TASK: In the response, the entries must appear exactly as supplied.

☆ ☆ ☆

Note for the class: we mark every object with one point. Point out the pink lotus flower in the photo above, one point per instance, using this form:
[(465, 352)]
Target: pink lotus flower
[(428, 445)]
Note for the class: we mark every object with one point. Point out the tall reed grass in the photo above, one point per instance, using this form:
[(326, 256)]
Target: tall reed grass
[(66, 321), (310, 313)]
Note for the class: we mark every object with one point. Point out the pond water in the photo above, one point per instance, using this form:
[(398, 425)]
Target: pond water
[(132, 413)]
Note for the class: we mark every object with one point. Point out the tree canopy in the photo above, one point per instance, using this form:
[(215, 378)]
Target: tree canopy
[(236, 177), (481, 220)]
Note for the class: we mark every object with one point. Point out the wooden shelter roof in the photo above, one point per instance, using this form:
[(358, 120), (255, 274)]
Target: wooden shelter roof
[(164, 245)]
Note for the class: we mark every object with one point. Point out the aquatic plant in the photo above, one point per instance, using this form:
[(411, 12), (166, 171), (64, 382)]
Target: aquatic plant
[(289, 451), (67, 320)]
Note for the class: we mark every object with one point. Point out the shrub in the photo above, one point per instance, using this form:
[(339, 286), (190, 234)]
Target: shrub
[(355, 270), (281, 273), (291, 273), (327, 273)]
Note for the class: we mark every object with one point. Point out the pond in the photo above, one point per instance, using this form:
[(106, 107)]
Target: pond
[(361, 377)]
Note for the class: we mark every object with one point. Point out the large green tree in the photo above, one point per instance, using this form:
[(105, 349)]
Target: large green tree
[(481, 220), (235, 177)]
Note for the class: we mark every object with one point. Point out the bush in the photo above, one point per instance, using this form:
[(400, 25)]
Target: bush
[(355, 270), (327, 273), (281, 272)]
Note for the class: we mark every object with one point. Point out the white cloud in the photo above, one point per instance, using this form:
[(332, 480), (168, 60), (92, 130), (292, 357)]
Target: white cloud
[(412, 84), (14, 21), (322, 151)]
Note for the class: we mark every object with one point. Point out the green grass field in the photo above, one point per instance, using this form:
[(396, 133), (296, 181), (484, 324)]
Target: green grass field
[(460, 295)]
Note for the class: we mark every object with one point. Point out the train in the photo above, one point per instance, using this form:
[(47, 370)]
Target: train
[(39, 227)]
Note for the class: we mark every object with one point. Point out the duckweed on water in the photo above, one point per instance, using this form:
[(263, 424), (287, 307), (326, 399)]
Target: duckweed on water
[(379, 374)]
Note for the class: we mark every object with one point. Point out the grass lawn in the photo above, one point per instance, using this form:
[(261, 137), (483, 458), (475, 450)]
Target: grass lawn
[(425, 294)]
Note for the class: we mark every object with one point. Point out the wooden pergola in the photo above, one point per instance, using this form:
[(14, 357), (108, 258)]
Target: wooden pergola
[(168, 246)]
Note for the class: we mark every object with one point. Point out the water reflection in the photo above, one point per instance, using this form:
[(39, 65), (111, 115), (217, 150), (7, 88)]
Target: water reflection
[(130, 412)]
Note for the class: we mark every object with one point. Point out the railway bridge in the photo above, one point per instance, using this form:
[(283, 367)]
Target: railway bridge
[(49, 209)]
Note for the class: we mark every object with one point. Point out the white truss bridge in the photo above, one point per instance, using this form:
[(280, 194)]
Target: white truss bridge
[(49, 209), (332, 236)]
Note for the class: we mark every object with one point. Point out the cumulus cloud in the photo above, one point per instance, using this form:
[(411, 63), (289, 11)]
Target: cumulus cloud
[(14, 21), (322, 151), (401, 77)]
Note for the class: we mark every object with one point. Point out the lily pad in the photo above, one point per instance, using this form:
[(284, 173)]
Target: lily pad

☆ ☆ ☆

COMPLETED EXERCISE:
Note for the class: we mark every object with one point. Point out the pink lotus flower in the photo above, one point per instance, using this form:
[(465, 352)]
Target: pink lotus flower
[(428, 445)]
Note for the class: we mark every object with one point. Point out the tall reed grass in the photo above, one point per instance, using this form:
[(326, 256)]
Target: tall reed grass
[(66, 321), (310, 313)]
Note for the class: we mark every object with one point. Point out the pond water in the photo above, one point per instance, using this form:
[(398, 425)]
Target: pond water
[(132, 413)]
Note for the class: we mark every object with one point. Point out the tree canopy in the photo above, one point per instance, using this form:
[(215, 378)]
Target: tree canopy
[(236, 177), (481, 220)]
Note for the class: we mark every object with one point. Point out the wooden shelter roof in the photo above, one point per instance, using this form:
[(358, 120), (255, 274)]
Target: wooden shelter roof
[(164, 245)]
Note for the class: we mark every object with one point. Point out the aquatic plant in the photo above, one point per instance, using this form:
[(411, 12), (166, 171), (64, 382)]
Target: aquatic plant
[(289, 451), (67, 320)]
Note for the class: we mark every object with one point. Point out the shrub in the photo above, one point per instance, using this form:
[(339, 286), (190, 234)]
Target: shrub
[(355, 270), (281, 273), (291, 273), (327, 273)]
Note for the class: we mark every object with one point. Point out the pond in the photo above, one point per instance, using this form:
[(106, 107)]
Target: pond
[(361, 377)]
Note for the class: we mark every object with one point. Point out the large green tree in the photo above, one point per instance, using this form:
[(105, 349)]
Target: large green tree
[(481, 220), (235, 177)]
Note for the class: we mark every object with one point. Point out the bush in the photo above, one point per instance, using this form:
[(400, 25)]
Target: bush
[(355, 270), (327, 273), (281, 272)]
Note for the class: we mark every object with one point. Point out the white cloud in the photo above, one point per instance, using this form:
[(332, 480), (168, 60), (92, 130), (292, 357)]
Target: white cloud
[(412, 84), (14, 21), (322, 151)]
Note for the class: we mark every object with one point. Point out the green grass field in the photo above, one point per instance, using this form:
[(396, 133), (296, 181), (484, 324)]
Target: green grass field
[(460, 295)]
Note for the class: we mark every object with one point. Point out the train in the photo above, one point per instance, using this form:
[(47, 370)]
Target: train
[(39, 227)]
Note for the class: we mark every object with one point. Point out the duckweed on water in the photo above, one point per instance, using this form:
[(263, 424), (287, 307), (326, 399)]
Target: duckweed on water
[(379, 374)]
Note for the class: we mark every object with one point. Point out the grass lawn in the photo above, one point per instance, using this form:
[(261, 137), (483, 458), (475, 450)]
Target: grass lawn
[(425, 294)]
Note for the class: we mark every object with one point. Point out the wooden pergola in the photo above, one point per instance, using this form:
[(14, 357), (108, 258)]
Target: wooden pergola
[(168, 246)]
Note for the class: we mark every object with one point. Point out the water reflection in the photo above, one point per instance, using this form:
[(39, 65), (111, 115), (217, 150), (7, 88)]
Target: water reflection
[(130, 412)]
Note for the class: we mark every object with one point. Point out the railway bridge in the photo above, one point per instance, using this form:
[(283, 367)]
Target: railway bridge
[(49, 209)]
Note for the class: we mark every object with one point. Point out the white truss bridge in the photo above, one point per instance, using this form:
[(280, 194)]
Target: white truss bridge
[(49, 209), (332, 236)]
Note for the class: we mark every object with one point. Point out the cumulus cloud in the photo above, one point per instance, using this form:
[(411, 63), (289, 11)]
Target: cumulus cloud
[(14, 21), (322, 151), (401, 77)]
Note for the class: we mark every object with one point. Point out the lily pad in the photo above, one point per instance, using this form:
[(284, 173)]
Target: lily pad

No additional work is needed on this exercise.